*WHAT THE TASK REQUIRES:*
The result must match the data exactly, line for line.

*DATA EXCERPTS:*
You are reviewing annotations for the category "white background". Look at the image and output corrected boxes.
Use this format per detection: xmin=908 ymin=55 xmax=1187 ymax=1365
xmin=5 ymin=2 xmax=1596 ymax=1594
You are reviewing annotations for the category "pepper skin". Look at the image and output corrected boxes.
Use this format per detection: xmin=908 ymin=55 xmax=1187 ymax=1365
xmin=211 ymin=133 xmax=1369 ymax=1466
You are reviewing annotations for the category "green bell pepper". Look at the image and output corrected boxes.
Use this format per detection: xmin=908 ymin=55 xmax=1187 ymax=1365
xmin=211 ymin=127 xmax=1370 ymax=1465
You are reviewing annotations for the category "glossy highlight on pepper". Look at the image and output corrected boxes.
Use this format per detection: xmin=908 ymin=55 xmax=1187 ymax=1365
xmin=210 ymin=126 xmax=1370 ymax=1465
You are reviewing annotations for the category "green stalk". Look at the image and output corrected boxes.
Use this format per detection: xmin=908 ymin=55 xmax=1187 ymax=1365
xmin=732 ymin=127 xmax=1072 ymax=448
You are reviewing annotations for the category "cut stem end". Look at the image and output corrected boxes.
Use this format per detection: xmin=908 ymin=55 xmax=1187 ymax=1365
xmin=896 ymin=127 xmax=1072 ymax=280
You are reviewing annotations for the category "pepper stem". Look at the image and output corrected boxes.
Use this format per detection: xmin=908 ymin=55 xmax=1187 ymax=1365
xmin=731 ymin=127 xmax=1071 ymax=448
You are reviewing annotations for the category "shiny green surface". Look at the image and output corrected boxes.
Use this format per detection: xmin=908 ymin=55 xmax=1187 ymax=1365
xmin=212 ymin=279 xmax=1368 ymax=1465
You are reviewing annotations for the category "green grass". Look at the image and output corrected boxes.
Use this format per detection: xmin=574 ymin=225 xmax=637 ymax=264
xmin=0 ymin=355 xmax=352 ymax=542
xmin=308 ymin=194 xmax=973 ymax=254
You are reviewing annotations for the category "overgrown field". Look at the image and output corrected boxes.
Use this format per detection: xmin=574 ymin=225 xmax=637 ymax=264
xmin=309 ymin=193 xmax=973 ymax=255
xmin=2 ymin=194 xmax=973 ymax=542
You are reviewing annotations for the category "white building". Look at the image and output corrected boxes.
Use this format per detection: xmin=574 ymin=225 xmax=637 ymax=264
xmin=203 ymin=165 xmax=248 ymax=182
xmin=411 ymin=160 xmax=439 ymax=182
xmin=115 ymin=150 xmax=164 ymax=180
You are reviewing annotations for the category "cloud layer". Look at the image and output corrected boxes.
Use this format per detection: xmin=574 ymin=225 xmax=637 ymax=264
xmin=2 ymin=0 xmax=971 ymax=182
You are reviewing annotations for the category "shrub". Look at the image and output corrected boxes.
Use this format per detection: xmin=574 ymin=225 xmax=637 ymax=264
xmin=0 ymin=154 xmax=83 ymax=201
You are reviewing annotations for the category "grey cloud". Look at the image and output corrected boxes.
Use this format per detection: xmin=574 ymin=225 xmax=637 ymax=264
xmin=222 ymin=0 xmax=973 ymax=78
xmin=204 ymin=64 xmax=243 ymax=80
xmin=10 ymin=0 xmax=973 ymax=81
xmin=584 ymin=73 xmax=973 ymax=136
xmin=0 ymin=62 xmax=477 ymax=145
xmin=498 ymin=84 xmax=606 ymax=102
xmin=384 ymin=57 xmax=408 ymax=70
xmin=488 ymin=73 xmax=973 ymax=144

*TASK OUTPUT:*
You are reviewing annotations for the category "white background". Look at the image and output corrected boxes.
Use this format per detection: xmin=908 ymin=55 xmax=1187 ymax=1365
xmin=5 ymin=2 xmax=1596 ymax=1594
You are reviewing annotations for the category "pepper skin". Look at the image and output corrected boxes.
Use this format per detection: xmin=908 ymin=55 xmax=1187 ymax=1365
xmin=211 ymin=133 xmax=1369 ymax=1466
You are reviewing annotations for the category "green bell pepper". Look at the image and output corrected boxes.
Use this format per detection: xmin=908 ymin=55 xmax=1187 ymax=1365
xmin=211 ymin=127 xmax=1370 ymax=1465
You are reviewing annotations for the category "glossy highlight on pepper". Look at the image and output corrected boxes.
Use this format per detection: xmin=908 ymin=55 xmax=1187 ymax=1365
xmin=210 ymin=126 xmax=1370 ymax=1465
You are reviewing annotations for the category "green stalk". Look at the image and output corrected boxes.
Use this format per detection: xmin=908 ymin=55 xmax=1187 ymax=1365
xmin=732 ymin=127 xmax=1072 ymax=448
You are reviewing annotations for the category "cut stem end". Look at the image and output corrected boxes.
Use this format per detection: xmin=908 ymin=55 xmax=1187 ymax=1365
xmin=896 ymin=127 xmax=1072 ymax=280
You are reviewing annotations for the category "pepper stem". Look at the image and output corrected boxes.
Use this format per detection: xmin=908 ymin=55 xmax=1187 ymax=1365
xmin=731 ymin=127 xmax=1071 ymax=448
You are reviewing annotations for the category "shiny green surface". Look at the image and output corrected boxes.
Use this format per detection: xmin=908 ymin=55 xmax=1187 ymax=1365
xmin=212 ymin=279 xmax=1368 ymax=1465
You are reviewing annotations for the category "green grass". Look at the image and output corrected boxes.
Use this format per detection: xmin=574 ymin=225 xmax=637 ymax=264
xmin=0 ymin=355 xmax=352 ymax=542
xmin=308 ymin=194 xmax=973 ymax=254
You are reviewing annotations for the category "overgrown field". Look at the image and output corrected boxes.
Use this format per detection: xmin=574 ymin=225 xmax=637 ymax=264
xmin=309 ymin=193 xmax=973 ymax=255
xmin=2 ymin=194 xmax=973 ymax=542
You are reviewing annotations for the category "white building". Look at the image and output corrected boxes.
Use this format per detection: xmin=574 ymin=225 xmax=637 ymax=264
xmin=203 ymin=165 xmax=248 ymax=182
xmin=411 ymin=160 xmax=439 ymax=182
xmin=115 ymin=150 xmax=164 ymax=180
You are reviewing annotations for the category "cloud layer". Look at the image and output corrected boxes.
Use this format per detection: xmin=574 ymin=225 xmax=637 ymax=264
xmin=2 ymin=0 xmax=971 ymax=182
You are reviewing annotations for the category "shrub". Look at the image and output corrected boxes.
Use this format per detection: xmin=574 ymin=225 xmax=637 ymax=264
xmin=0 ymin=154 xmax=83 ymax=201
You are reviewing annotations for the category "grey cloud". Look at the image and output corrected boxes.
Use this format per detection: xmin=574 ymin=225 xmax=637 ymax=264
xmin=222 ymin=0 xmax=973 ymax=78
xmin=204 ymin=64 xmax=243 ymax=80
xmin=10 ymin=0 xmax=973 ymax=81
xmin=584 ymin=73 xmax=973 ymax=136
xmin=0 ymin=62 xmax=477 ymax=145
xmin=498 ymin=84 xmax=606 ymax=102
xmin=384 ymin=57 xmax=408 ymax=70
xmin=488 ymin=73 xmax=973 ymax=144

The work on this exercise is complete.